**TASK INPUT**:

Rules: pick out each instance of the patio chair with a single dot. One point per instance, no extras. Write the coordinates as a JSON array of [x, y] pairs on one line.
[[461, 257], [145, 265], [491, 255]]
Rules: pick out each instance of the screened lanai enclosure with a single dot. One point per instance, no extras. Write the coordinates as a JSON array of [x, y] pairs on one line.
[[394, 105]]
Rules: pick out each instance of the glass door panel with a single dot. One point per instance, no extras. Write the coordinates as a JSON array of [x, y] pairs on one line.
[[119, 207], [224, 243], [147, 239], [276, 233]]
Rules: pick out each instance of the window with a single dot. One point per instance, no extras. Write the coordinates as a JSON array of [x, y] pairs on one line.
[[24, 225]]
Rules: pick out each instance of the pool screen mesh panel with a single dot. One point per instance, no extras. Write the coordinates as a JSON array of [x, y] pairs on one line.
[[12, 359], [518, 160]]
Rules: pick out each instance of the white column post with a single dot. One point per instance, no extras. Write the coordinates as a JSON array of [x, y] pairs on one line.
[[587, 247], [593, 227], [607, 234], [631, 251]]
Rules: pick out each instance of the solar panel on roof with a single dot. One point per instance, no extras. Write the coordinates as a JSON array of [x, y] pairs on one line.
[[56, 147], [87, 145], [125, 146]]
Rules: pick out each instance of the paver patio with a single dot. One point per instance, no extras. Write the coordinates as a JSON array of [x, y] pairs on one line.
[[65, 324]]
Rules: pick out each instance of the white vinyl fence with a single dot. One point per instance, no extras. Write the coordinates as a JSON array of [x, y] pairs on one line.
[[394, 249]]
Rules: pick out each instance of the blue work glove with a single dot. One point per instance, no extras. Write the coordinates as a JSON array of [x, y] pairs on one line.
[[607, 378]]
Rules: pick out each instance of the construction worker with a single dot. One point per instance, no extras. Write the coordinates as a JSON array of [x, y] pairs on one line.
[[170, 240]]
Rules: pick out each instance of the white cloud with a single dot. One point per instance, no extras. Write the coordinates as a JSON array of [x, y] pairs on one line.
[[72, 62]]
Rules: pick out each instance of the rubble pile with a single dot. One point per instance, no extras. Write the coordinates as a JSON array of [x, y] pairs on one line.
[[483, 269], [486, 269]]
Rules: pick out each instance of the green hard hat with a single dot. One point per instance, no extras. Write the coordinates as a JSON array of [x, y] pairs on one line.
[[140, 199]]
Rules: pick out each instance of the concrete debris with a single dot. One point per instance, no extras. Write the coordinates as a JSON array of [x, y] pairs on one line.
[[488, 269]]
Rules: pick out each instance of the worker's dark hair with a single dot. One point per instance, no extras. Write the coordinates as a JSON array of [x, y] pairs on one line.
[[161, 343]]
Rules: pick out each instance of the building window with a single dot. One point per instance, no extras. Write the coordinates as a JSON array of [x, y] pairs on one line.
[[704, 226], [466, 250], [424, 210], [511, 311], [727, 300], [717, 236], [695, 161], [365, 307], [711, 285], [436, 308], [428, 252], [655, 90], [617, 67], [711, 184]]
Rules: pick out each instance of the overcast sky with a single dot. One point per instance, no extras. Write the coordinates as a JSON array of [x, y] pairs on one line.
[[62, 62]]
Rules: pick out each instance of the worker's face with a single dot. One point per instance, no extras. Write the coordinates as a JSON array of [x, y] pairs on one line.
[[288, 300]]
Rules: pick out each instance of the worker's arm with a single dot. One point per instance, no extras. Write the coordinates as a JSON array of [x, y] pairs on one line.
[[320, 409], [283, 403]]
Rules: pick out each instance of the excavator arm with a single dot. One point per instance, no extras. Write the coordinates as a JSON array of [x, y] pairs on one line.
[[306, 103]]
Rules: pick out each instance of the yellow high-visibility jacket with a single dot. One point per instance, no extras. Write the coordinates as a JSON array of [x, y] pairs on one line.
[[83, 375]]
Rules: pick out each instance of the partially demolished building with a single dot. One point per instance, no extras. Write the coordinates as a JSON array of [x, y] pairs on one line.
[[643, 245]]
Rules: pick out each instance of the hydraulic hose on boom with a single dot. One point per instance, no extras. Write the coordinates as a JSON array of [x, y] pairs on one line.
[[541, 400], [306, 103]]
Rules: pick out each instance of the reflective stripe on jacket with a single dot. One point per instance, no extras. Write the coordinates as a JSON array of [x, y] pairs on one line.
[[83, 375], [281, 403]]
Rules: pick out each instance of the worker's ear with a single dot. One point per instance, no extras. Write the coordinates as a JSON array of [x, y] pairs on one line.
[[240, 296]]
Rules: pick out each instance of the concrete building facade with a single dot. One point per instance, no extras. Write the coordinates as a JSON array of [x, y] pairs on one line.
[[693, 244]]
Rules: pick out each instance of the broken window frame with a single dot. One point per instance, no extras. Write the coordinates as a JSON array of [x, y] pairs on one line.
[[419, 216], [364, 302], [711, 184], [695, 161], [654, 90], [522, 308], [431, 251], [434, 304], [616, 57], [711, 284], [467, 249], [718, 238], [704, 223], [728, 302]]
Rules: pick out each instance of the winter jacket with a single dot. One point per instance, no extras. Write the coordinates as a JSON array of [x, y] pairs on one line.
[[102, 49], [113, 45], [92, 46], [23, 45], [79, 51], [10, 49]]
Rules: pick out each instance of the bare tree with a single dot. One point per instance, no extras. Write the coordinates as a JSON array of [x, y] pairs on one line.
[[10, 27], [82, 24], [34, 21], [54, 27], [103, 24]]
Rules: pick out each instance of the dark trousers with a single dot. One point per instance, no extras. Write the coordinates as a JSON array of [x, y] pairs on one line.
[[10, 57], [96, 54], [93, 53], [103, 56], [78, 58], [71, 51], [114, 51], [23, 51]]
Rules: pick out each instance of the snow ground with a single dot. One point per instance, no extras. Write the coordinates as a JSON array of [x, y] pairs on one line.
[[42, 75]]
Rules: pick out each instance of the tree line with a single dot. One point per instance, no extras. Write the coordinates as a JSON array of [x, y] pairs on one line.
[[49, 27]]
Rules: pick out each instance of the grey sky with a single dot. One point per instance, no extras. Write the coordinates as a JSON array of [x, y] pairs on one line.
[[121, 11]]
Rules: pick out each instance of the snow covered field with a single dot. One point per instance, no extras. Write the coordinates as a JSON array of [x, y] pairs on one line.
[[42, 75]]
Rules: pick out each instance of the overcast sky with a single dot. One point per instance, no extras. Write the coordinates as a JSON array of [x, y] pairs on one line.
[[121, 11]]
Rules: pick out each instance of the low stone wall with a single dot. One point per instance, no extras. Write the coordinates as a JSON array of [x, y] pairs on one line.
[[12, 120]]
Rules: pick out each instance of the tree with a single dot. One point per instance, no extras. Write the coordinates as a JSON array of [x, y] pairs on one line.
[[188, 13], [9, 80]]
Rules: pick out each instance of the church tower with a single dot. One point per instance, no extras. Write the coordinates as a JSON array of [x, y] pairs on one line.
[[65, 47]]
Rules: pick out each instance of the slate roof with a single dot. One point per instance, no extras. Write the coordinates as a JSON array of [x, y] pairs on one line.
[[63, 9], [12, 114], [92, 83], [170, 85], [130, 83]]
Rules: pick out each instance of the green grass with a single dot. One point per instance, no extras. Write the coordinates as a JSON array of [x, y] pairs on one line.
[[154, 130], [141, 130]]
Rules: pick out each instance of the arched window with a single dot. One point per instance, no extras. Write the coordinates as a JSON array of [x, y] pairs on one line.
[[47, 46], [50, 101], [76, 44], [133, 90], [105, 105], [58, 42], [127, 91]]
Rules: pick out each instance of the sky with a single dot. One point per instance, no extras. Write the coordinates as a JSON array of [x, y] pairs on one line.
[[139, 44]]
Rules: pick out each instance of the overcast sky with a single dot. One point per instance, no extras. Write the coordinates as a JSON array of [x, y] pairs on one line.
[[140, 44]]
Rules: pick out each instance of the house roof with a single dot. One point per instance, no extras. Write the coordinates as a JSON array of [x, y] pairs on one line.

**REQUEST**:
Please copy out the material above word for word, from the line containing "Rules: pick out each instance of the concrete debris" through the line containing "67], [711, 184]]", including both of those lines.

**TASK RESPONSE**:
Rules: pick out each instance of the concrete debris with a single dot. One point per instance, no extras. Write the coordinates as a JSON array of [x, y] pairs on one line.
[[488, 269]]
Rules: pick out each instance of the worker's dark hair with a single dot. One point per instance, no extras. Write the coordinates as a JSON array of [x, y] pairs on one line.
[[161, 343]]
Rules: pick out each instance of the building window with a single dot. One point per instance, no extras. Write the coordinates as a JSON array of [x, y] pairs on one line.
[[704, 226], [466, 250], [424, 210], [511, 311], [727, 300], [717, 236], [695, 161], [365, 307], [711, 285], [436, 308], [428, 252], [655, 90], [617, 67], [711, 184]]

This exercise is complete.